## RECORDS TO PROCESS

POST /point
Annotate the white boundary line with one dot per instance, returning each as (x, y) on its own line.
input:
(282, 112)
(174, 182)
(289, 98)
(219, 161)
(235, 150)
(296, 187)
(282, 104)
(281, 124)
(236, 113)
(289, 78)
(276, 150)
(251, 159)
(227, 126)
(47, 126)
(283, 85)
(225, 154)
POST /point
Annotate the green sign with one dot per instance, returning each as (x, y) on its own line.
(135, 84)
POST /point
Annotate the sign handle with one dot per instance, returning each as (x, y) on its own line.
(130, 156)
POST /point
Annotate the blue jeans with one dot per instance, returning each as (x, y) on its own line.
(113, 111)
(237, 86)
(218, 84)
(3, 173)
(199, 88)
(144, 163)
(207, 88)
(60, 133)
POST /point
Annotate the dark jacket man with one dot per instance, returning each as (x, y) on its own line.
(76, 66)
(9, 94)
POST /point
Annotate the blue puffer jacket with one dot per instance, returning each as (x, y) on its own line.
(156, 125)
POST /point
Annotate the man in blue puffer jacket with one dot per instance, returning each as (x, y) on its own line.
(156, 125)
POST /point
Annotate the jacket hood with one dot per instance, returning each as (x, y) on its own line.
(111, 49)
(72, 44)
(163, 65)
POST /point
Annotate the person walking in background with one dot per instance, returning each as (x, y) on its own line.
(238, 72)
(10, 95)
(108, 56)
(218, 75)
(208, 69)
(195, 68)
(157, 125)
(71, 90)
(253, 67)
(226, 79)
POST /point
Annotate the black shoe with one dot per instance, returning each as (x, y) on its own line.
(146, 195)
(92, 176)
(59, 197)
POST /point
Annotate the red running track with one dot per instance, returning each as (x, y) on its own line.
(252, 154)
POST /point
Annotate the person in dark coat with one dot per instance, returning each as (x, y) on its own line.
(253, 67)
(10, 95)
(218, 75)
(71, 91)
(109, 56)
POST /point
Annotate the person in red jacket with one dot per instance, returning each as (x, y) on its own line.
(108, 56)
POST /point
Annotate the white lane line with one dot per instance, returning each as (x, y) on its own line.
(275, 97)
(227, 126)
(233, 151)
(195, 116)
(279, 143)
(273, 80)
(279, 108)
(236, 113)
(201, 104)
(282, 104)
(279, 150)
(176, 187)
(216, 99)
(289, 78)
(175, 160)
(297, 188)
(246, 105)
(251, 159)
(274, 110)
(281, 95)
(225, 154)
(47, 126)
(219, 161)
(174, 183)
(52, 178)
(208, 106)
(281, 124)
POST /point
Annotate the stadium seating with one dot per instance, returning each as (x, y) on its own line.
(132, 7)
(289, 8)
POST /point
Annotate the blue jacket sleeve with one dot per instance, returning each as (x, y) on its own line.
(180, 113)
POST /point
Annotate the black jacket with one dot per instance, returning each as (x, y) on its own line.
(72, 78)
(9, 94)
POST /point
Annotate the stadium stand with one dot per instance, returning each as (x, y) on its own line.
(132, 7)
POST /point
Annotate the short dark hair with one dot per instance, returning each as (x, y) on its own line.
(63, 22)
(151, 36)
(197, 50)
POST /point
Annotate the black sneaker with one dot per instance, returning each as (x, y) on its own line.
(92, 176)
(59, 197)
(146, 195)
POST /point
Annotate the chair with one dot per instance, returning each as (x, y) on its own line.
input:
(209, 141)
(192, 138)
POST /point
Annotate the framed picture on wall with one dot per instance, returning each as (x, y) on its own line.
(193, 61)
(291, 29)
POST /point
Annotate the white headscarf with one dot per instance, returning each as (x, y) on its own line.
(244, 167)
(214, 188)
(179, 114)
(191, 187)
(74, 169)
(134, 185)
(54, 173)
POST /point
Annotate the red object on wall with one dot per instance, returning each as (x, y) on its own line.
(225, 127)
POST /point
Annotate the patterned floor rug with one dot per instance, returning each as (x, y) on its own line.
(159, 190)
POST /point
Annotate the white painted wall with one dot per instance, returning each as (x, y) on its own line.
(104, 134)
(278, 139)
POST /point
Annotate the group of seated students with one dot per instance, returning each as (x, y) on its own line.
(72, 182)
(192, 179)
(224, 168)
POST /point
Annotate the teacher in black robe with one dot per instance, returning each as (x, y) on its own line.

## SHORT EXERCISE
Locate every line in the items above that contains the word "stadium", and copy each of those lines in full. Treat the match as case-sensitive.

## FULL RESPONSE
Annotate the stadium seating with one dot per instance, returning each as (x, y) on its own line.
Annotate the stadium stand with one dot per instance, returning each as (x, y) on its own line.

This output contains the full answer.